Pointing dataset excerpts
^^^^

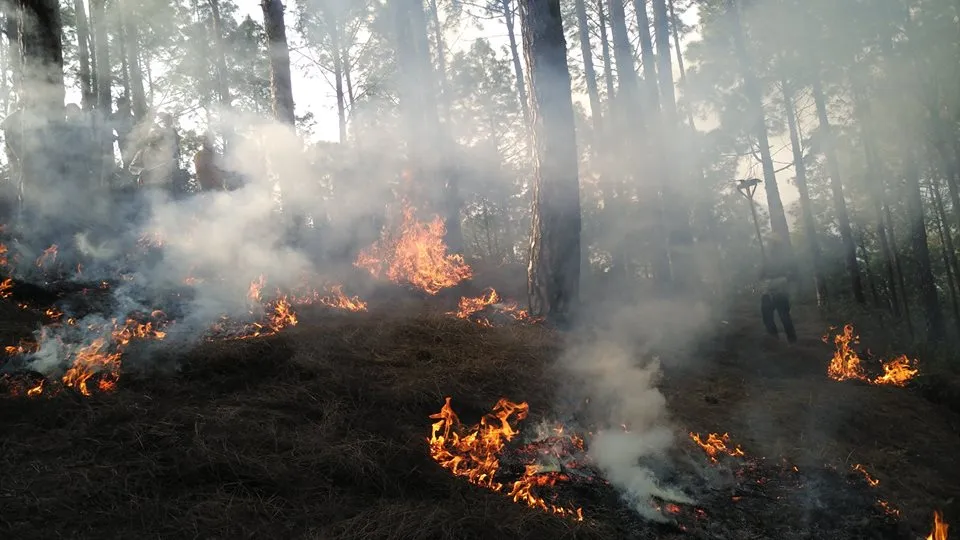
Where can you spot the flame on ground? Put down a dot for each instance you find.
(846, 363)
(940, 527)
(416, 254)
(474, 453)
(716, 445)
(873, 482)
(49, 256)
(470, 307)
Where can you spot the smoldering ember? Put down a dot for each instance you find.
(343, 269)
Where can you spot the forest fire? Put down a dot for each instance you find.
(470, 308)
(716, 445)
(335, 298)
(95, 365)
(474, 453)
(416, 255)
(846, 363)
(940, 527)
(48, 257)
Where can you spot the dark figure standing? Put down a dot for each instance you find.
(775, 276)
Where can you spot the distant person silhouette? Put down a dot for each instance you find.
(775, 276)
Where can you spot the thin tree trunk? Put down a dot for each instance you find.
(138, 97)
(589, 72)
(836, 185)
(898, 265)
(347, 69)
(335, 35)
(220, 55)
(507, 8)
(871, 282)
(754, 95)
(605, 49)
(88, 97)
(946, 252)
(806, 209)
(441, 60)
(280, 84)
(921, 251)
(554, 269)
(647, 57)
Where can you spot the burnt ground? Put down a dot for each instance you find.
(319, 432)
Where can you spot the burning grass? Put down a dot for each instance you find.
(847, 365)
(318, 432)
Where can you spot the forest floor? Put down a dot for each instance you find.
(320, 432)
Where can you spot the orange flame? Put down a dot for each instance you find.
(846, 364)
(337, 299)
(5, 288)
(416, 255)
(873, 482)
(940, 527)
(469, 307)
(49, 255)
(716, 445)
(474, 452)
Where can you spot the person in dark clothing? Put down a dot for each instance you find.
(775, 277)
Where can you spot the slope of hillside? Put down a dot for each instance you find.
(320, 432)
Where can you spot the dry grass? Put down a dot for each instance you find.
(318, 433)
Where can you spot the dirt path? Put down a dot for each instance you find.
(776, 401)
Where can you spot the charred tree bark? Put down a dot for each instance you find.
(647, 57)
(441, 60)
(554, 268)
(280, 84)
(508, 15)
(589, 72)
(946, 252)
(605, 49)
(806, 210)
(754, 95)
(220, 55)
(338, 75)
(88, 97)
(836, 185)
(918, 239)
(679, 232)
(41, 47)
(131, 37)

^^^^

Brief :: Can you turn the lines above into a JSON list of strings, one string per line, skipping blank lines and leaving the pictures out?

Response to this exercise ::
[
  "Where can you spot the flame on ground? Put down a dot for each instance you find.",
  "(846, 363)",
  "(940, 527)",
  "(416, 254)",
  "(474, 453)",
  "(716, 445)",
  "(873, 482)",
  "(49, 256)",
  "(470, 307)",
  "Where can you spot the smoldering ember? Put down a dot for each instance you find.",
  "(343, 269)",
  "Where can you spot the forest fire? Put down a dot for each instance you find.",
  "(470, 308)",
  "(716, 445)",
  "(335, 298)",
  "(95, 365)",
  "(474, 453)",
  "(416, 255)",
  "(846, 363)",
  "(940, 527)",
  "(48, 257)",
  "Where can you spot the dark figure standing? Put down a dot for each instance you find.",
  "(775, 276)",
  "Where can you spot the distant person silhouette? Put down a dot for each instance you find.",
  "(775, 276)",
  "Where can you spot the thin tree trunk? Put down a dot for each instance you find.",
  "(138, 97)",
  "(589, 72)",
  "(836, 185)",
  "(898, 265)",
  "(347, 69)",
  "(335, 35)",
  "(220, 55)",
  "(507, 8)",
  "(871, 282)",
  "(754, 95)",
  "(605, 49)",
  "(88, 97)",
  "(946, 252)",
  "(806, 209)",
  "(441, 60)",
  "(280, 84)",
  "(921, 251)",
  "(554, 269)",
  "(647, 57)",
  "Where can you spot the burnt ground? Put down a dot for each instance you find.",
  "(319, 432)",
  "Where can you spot the burning grass? Put down a dot for each instance you find.",
  "(847, 365)",
  "(318, 432)",
  "Where can you spot the forest floor? Put down a dot for each instance you find.",
  "(320, 432)",
  "Where can you spot the orange flame? Put down a dot for each instance you find.",
  "(846, 364)",
  "(337, 299)",
  "(5, 288)",
  "(416, 255)",
  "(873, 482)",
  "(940, 527)",
  "(469, 307)",
  "(49, 255)",
  "(716, 445)",
  "(474, 452)",
  "Where can you spot the person in dark clothing? Put down a dot for each instance you find.",
  "(775, 277)",
  "Where can you spot the slope of hillside? Put down a dot for each instance you find.",
  "(320, 432)",
  "Where can you spot the dry grass? Put down a dot for each instance you find.",
  "(318, 433)",
  "Where can you spot the dirt path? Put down a dot for each instance you find.",
  "(776, 401)",
  "Where can you spot the charred tree bark? Put down a dot for each instance you find.",
  "(647, 57)",
  "(441, 60)",
  "(554, 268)",
  "(280, 84)",
  "(508, 15)",
  "(589, 72)",
  "(946, 252)",
  "(605, 49)",
  "(806, 210)",
  "(754, 95)",
  "(220, 55)",
  "(338, 75)",
  "(88, 97)",
  "(836, 185)",
  "(918, 239)",
  "(679, 232)",
  "(41, 47)",
  "(131, 37)"
]